#### [Source excerpt]
## BEGIN

You are asking how to identify the list of cetasika within a nāma and the intensity of the various cetasika.

An Abhidhamma text such as the Abhidhammattha Sangaha will provide the list of cetasika. You mentioned "somanassasahagata ñāṇasampayutta asaṅkhārika" (accompanied by joy, associated with knowledge, unprompted) as an example. Chapter 2, paragraph 23 of the Abhidhammattha Sangaha indicates that there are 38 cetasika in this nāma.

You are asking about how to identify cetasika as part of a meditative practice. Here is a relevant quote from the Milindapañha, "If a man were to take a handful of water from the ocean and tasting it could say, ‘This water is from the Ganges, this from the Jumna, this from the Gandak, this from the Sarabhu, and this from the Mahi.’ More difficult than this is the distinguishing of those mental states that accompany any one of the senses."

In the Anupada Sutta (MN 111), the Buddha praised Sāriputta for being able to recognize the cetasika accompanying jhāna states.

## END

#### [Stored data]
## BEGIN

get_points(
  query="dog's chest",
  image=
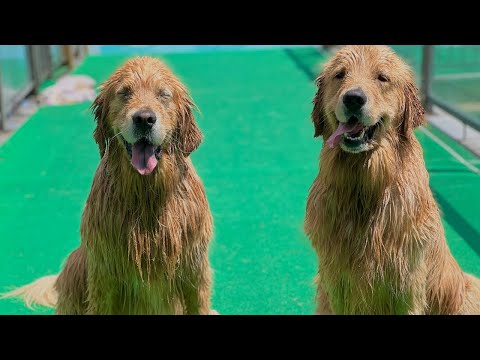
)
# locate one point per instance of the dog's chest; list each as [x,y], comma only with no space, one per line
[367,255]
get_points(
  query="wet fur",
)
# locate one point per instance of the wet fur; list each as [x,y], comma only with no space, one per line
[371,217]
[145,239]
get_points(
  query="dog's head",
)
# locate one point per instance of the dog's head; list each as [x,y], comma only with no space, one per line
[366,96]
[147,110]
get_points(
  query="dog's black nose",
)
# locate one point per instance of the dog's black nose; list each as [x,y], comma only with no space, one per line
[354,100]
[144,119]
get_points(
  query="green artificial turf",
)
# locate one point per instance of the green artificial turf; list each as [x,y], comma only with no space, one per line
[257,162]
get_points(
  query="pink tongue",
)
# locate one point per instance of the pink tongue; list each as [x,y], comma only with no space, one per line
[342,129]
[143,158]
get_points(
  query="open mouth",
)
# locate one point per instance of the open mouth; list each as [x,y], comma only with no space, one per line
[353,135]
[144,156]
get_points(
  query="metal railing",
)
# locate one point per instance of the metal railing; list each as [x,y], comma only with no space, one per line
[42,60]
[460,82]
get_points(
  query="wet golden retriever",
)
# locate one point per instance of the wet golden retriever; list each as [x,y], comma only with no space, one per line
[370,213]
[147,225]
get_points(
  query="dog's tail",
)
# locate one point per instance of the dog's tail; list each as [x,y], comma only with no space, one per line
[40,292]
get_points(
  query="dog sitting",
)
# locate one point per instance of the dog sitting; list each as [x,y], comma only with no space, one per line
[371,215]
[146,225]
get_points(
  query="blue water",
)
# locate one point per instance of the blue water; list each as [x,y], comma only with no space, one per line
[162,49]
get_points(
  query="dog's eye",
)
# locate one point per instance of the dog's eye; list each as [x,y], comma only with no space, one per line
[165,94]
[382,78]
[125,94]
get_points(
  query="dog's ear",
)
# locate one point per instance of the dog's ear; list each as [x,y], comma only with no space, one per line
[413,113]
[99,107]
[318,117]
[188,134]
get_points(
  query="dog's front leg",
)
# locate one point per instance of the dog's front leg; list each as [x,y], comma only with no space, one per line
[196,286]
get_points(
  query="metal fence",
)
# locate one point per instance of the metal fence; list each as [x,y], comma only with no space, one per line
[450,78]
[23,68]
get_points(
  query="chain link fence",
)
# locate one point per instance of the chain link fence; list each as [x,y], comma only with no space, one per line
[23,68]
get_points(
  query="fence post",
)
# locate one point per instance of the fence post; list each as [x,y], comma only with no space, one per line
[427,72]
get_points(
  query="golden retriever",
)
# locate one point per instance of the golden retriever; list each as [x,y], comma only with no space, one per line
[146,225]
[371,215]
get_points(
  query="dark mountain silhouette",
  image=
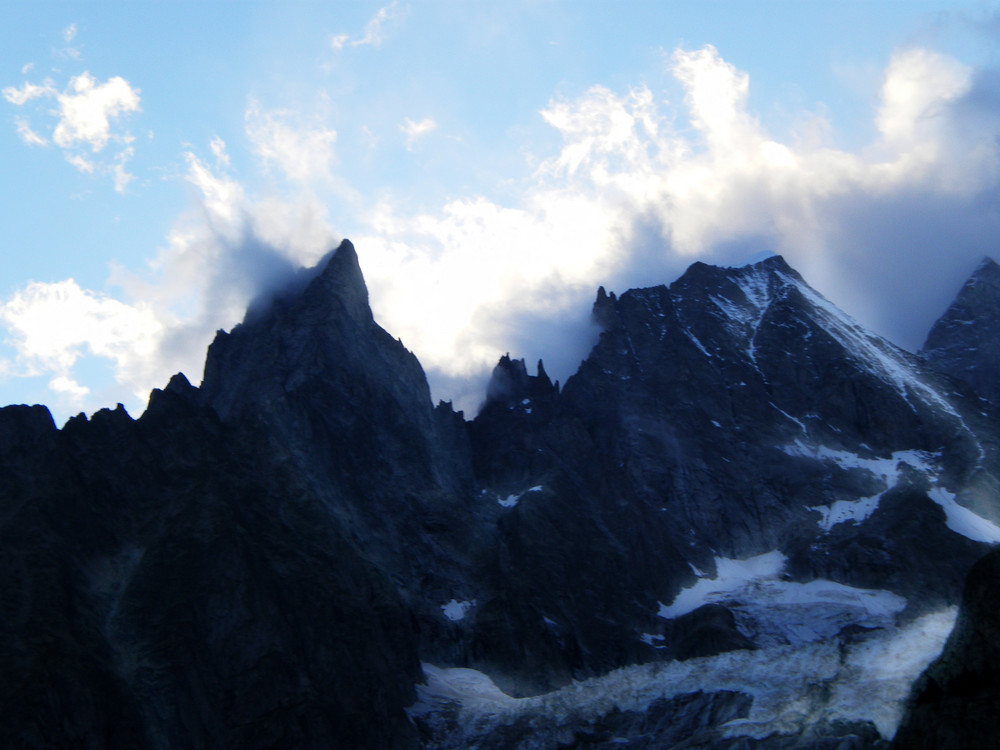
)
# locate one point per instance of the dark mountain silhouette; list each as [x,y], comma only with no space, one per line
[305,552]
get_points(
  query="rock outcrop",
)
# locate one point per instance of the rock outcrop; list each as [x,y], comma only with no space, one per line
[266,560]
[954,703]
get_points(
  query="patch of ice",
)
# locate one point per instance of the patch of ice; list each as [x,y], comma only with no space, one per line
[959,519]
[731,575]
[696,342]
[962,520]
[843,511]
[652,639]
[511,500]
[793,687]
[770,611]
[456,610]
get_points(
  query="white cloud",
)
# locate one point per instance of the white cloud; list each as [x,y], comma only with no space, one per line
[81,163]
[52,325]
[633,196]
[85,115]
[28,135]
[374,30]
[29,91]
[635,191]
[69,387]
[218,147]
[121,176]
[87,108]
[304,154]
[416,130]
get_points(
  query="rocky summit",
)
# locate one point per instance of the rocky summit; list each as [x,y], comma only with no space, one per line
[744,522]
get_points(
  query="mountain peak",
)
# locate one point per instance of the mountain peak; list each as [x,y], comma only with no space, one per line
[965,341]
[340,279]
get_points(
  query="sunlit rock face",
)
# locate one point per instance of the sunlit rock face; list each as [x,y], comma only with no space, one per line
[731,416]
[743,522]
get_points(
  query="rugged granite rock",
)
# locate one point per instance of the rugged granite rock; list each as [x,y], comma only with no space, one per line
[266,560]
[954,703]
[167,586]
[965,341]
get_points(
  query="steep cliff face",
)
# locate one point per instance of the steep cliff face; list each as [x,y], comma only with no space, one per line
[965,341]
[732,415]
[953,705]
[740,487]
[349,411]
[167,585]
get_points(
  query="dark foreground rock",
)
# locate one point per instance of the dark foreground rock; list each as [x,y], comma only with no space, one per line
[954,704]
[266,560]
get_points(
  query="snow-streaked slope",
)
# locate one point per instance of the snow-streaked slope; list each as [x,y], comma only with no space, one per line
[792,688]
[772,611]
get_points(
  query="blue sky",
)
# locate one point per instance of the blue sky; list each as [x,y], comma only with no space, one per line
[493,163]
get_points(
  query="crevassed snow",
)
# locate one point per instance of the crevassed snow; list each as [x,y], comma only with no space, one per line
[770,611]
[456,610]
[793,687]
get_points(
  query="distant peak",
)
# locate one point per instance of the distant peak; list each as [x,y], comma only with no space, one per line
[756,259]
[987,267]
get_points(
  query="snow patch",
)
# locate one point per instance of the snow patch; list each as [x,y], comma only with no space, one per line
[770,611]
[511,500]
[963,521]
[959,519]
[793,687]
[843,511]
[731,576]
[456,610]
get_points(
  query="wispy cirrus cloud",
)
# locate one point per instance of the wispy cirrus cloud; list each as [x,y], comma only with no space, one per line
[87,116]
[634,191]
[414,130]
[374,32]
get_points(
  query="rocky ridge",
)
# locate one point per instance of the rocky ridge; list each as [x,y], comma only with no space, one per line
[265,561]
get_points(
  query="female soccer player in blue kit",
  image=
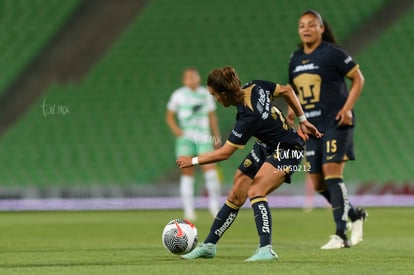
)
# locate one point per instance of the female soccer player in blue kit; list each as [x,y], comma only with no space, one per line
[274,157]
[317,72]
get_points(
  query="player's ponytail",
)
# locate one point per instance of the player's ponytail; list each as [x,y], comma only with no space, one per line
[328,35]
[226,80]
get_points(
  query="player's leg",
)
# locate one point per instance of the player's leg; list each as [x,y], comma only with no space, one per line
[212,183]
[211,178]
[309,194]
[267,179]
[340,203]
[337,149]
[236,198]
[270,176]
[185,147]
[224,219]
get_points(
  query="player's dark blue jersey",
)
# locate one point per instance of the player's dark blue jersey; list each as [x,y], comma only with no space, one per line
[257,117]
[319,80]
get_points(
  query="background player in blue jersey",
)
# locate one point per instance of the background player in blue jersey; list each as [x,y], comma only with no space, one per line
[317,72]
[276,154]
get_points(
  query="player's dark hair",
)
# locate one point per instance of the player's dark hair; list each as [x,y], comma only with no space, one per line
[225,80]
[327,35]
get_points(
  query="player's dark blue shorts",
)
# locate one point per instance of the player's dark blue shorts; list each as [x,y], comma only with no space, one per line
[336,145]
[285,158]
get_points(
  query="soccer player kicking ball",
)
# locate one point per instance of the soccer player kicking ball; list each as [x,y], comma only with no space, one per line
[272,160]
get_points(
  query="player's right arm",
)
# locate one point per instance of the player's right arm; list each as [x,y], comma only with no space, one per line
[223,153]
[172,123]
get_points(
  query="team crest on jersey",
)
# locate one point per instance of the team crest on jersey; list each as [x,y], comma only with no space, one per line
[247,163]
[306,67]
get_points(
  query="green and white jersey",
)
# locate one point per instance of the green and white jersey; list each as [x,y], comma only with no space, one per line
[192,108]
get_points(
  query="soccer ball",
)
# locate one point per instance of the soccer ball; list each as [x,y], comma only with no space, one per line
[179,236]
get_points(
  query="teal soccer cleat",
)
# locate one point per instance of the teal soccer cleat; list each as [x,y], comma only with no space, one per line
[264,253]
[204,250]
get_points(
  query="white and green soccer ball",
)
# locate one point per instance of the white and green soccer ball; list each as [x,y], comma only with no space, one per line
[179,236]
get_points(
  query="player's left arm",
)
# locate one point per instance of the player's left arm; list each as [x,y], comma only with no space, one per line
[217,155]
[344,115]
[292,100]
[214,129]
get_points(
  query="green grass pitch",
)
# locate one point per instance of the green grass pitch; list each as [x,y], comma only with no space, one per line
[129,242]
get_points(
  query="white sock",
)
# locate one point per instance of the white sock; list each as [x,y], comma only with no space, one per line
[214,190]
[187,196]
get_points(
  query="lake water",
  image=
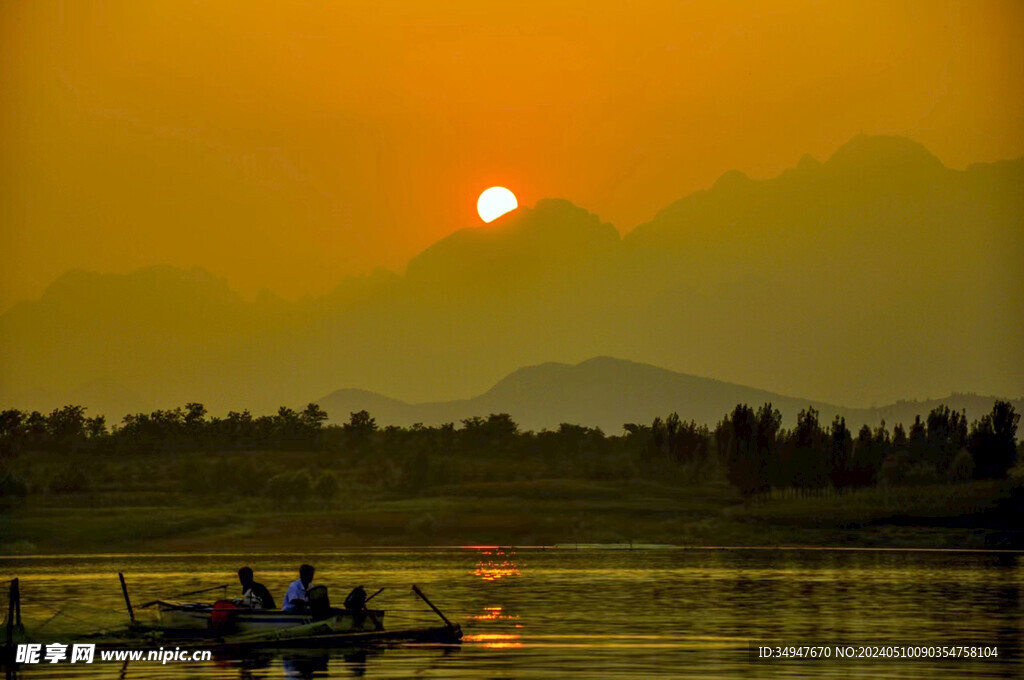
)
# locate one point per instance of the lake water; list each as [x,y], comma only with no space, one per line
[577,612]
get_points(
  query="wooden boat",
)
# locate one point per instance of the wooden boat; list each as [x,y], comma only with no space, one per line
[189,619]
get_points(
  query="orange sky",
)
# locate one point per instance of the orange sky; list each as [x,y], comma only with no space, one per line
[287,144]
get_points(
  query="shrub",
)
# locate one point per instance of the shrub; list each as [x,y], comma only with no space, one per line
[962,468]
[296,484]
[327,486]
[11,485]
[69,480]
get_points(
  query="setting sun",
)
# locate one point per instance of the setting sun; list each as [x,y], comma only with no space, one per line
[495,202]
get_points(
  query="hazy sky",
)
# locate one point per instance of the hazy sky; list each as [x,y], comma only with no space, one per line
[287,144]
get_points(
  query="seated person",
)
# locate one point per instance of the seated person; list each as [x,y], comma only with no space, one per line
[254,594]
[296,598]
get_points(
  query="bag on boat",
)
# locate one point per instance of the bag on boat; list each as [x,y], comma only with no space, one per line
[223,611]
[356,599]
[320,604]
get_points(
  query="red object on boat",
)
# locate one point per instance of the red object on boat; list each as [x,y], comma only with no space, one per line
[222,612]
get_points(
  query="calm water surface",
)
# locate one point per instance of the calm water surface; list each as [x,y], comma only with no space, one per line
[576,613]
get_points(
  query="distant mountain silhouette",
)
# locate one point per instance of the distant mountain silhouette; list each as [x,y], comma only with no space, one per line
[607,392]
[873,275]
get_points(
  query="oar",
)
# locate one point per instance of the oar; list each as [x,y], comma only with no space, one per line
[205,590]
[419,592]
[373,596]
[124,591]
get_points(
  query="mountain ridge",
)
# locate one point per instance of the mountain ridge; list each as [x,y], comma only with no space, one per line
[588,393]
[877,274]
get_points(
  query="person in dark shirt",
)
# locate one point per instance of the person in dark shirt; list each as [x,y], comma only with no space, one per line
[255,594]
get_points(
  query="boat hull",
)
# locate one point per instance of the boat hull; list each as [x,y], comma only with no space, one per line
[192,619]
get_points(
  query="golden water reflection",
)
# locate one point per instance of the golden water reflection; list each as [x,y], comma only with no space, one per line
[496,564]
[495,640]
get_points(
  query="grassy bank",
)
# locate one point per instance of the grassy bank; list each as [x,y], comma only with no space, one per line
[515,512]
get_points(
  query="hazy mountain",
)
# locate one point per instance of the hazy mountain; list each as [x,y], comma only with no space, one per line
[606,392]
[875,275]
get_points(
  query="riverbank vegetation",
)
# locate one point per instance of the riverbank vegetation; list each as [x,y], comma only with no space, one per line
[180,479]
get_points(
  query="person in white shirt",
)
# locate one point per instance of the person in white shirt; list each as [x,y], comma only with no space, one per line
[296,598]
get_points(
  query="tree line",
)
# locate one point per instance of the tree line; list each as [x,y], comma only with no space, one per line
[749,447]
[761,455]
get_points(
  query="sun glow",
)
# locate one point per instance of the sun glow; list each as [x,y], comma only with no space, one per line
[495,202]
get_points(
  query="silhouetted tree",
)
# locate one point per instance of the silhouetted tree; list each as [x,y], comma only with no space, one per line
[841,448]
[992,441]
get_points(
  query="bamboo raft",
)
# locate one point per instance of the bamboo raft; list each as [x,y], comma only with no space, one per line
[315,635]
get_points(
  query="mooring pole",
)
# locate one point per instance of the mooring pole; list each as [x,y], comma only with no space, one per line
[419,592]
[11,599]
[124,591]
[17,603]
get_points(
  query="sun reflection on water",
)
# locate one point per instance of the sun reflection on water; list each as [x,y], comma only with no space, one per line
[496,564]
[495,640]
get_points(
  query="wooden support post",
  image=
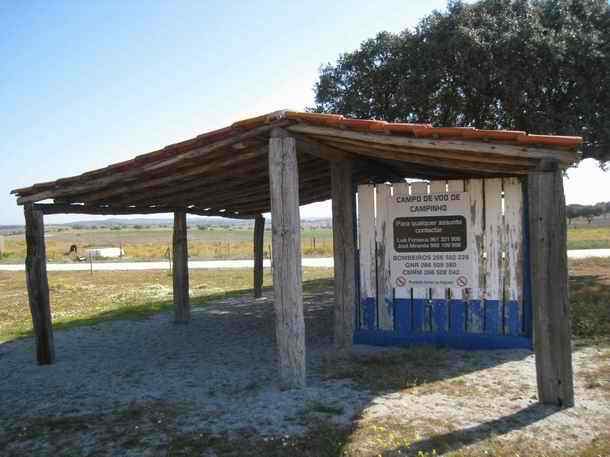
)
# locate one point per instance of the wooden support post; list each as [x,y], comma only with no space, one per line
[549,278]
[259,238]
[344,252]
[38,285]
[180,269]
[287,274]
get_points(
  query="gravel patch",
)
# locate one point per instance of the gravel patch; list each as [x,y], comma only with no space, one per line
[220,370]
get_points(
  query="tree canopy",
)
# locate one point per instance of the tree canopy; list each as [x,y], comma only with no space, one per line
[540,66]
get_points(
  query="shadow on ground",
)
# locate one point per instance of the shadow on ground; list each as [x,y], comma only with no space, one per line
[153,425]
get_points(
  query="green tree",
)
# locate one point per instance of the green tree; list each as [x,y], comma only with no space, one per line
[540,66]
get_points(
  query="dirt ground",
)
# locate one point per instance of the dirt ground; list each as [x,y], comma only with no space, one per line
[150,387]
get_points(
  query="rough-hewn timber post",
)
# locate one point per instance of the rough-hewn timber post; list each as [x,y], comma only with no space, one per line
[344,250]
[259,238]
[549,274]
[180,269]
[38,285]
[287,274]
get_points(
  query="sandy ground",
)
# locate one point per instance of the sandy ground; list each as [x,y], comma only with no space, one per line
[221,369]
[323,262]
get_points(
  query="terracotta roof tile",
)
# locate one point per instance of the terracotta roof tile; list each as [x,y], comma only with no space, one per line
[417,130]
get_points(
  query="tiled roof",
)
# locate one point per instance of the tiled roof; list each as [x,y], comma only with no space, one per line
[233,161]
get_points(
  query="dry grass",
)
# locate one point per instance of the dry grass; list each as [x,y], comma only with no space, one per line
[155,244]
[151,428]
[80,298]
[220,243]
[590,297]
[592,237]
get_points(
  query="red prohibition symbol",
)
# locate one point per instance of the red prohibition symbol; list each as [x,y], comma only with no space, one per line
[461,281]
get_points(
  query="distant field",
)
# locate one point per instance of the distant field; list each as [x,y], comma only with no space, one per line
[153,244]
[80,298]
[222,243]
[584,237]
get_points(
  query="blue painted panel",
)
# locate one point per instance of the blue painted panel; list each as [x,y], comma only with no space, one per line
[468,341]
[419,314]
[513,324]
[493,323]
[475,322]
[440,316]
[370,308]
[403,315]
[457,309]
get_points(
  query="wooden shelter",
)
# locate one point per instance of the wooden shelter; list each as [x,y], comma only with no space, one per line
[276,162]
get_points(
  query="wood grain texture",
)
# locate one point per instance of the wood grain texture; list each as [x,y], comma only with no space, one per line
[287,274]
[401,188]
[433,144]
[38,286]
[366,221]
[549,277]
[182,313]
[514,255]
[383,233]
[344,249]
[259,240]
[438,294]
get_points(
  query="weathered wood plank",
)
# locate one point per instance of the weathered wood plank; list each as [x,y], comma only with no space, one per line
[472,295]
[494,261]
[549,277]
[90,181]
[182,305]
[38,286]
[259,240]
[404,292]
[383,233]
[433,145]
[287,274]
[439,294]
[421,295]
[513,259]
[344,248]
[368,268]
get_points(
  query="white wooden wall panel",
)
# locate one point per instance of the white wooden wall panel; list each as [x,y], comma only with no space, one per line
[401,292]
[493,236]
[474,187]
[513,239]
[495,233]
[366,224]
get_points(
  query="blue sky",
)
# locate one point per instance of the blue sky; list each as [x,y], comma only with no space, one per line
[85,84]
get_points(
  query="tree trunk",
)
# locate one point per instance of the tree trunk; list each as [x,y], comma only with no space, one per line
[180,269]
[344,253]
[287,275]
[259,237]
[549,272]
[38,286]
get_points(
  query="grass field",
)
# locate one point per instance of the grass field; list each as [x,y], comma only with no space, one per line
[220,243]
[153,244]
[79,298]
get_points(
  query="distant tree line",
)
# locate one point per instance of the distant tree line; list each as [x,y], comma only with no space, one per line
[587,211]
[542,66]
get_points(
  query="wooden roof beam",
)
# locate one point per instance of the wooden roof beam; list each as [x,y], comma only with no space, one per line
[565,157]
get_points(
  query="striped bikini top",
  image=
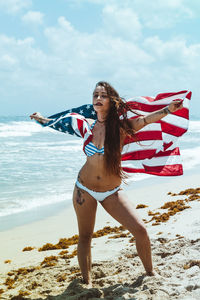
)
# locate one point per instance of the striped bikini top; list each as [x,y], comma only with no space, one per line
[91,149]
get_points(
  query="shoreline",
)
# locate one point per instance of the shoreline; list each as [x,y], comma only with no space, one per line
[37,214]
[175,249]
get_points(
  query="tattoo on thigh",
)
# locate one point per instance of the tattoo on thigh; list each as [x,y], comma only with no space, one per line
[79,199]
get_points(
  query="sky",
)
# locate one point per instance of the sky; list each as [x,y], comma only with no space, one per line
[52,52]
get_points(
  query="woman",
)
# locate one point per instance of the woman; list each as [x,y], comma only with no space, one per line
[101,176]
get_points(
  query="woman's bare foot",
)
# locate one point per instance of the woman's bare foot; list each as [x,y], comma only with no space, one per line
[151,273]
[88,285]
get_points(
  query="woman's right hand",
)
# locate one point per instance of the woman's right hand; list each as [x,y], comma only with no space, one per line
[38,117]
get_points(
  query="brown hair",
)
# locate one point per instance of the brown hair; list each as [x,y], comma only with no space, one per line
[114,128]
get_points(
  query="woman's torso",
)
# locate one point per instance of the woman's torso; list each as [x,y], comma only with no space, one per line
[93,174]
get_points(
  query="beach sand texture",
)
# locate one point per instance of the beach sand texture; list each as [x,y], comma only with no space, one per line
[173,223]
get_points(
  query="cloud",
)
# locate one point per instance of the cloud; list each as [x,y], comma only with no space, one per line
[121,21]
[33,17]
[14,6]
[134,60]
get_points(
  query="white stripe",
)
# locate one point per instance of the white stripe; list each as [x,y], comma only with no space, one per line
[143,145]
[137,164]
[176,121]
[172,119]
[153,162]
[164,160]
[163,101]
[151,127]
[167,138]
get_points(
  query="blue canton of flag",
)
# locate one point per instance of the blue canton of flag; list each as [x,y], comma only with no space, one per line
[71,120]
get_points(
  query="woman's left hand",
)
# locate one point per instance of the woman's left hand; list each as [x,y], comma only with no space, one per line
[175,105]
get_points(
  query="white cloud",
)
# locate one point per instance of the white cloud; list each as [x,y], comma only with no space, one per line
[33,17]
[121,21]
[14,6]
[121,52]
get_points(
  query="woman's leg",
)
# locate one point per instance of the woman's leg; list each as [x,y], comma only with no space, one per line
[85,207]
[120,208]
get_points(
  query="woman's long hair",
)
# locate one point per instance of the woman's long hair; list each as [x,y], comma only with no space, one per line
[114,129]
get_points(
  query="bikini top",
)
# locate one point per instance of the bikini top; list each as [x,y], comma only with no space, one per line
[91,149]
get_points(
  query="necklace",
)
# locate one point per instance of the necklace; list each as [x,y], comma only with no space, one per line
[101,122]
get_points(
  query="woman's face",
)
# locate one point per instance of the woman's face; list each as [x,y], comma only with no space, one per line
[101,101]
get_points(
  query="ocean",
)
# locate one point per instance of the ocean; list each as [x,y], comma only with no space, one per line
[39,166]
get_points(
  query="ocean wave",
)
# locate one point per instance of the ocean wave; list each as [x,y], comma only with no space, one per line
[21,128]
[18,205]
[190,158]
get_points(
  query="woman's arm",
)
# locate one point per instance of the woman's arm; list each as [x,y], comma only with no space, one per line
[38,117]
[140,122]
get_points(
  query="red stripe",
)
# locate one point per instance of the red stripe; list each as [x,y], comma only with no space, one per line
[166,95]
[189,95]
[168,170]
[144,136]
[172,129]
[145,107]
[138,155]
[80,126]
[184,113]
[175,151]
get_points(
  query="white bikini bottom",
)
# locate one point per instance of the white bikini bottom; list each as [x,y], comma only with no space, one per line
[99,196]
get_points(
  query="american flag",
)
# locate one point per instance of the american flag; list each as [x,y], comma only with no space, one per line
[153,149]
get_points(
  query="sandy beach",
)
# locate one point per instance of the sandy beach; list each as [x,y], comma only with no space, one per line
[49,268]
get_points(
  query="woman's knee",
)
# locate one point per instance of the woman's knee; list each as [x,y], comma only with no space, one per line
[85,237]
[141,231]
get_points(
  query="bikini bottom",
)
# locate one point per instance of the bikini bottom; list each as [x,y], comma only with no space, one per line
[99,196]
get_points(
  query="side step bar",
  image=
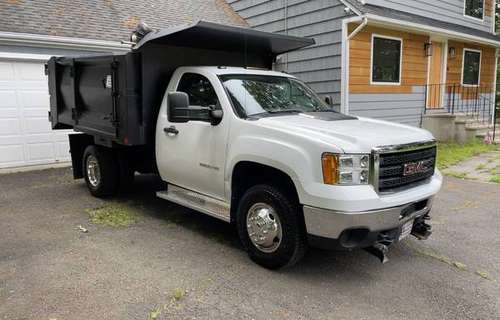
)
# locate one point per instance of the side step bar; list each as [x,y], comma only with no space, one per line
[197,201]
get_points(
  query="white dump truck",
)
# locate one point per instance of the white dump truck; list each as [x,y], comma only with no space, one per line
[200,106]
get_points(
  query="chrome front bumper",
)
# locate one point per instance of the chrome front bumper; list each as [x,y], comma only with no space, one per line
[330,224]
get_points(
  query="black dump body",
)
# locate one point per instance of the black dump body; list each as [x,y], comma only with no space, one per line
[116,98]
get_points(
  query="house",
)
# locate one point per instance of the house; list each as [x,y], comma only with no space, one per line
[390,59]
[32,31]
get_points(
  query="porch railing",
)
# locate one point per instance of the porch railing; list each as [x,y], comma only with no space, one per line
[474,102]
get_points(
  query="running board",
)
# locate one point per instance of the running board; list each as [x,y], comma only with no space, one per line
[196,201]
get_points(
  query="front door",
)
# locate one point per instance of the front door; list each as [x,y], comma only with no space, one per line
[434,90]
[194,157]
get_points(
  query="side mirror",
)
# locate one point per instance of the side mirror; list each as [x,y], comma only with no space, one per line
[178,107]
[328,100]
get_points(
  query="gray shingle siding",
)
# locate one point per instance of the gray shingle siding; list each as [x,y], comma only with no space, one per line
[318,65]
[445,10]
[405,108]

## END

#### [Your tasks]
- A) Print the passage on cetasika exactly as it appears, everything from "You are asking how" down to "in this nāma.".
- B) Count the lines of the records that contain the string "ball", treating case as significant, and reply with the number alone.

#### [Answers for this exercise]
- A)
You are asking how to identify the list of cetasika within a nāma and the intensity of the various cetasika.

An Abhidhamma text such as the Abhidhammattha Sangaha will provide the list of cetasika. You mentioned "somanassasahagata ñāṇasampayutta asaṅkhārika" (accompanied by joy, associated with knowledge, unprompted) as an example. Chapter 2, paragraph 23 of the Abhidhammattha Sangaha indicates that there are 38 cetasika in this nāma.

- B) 6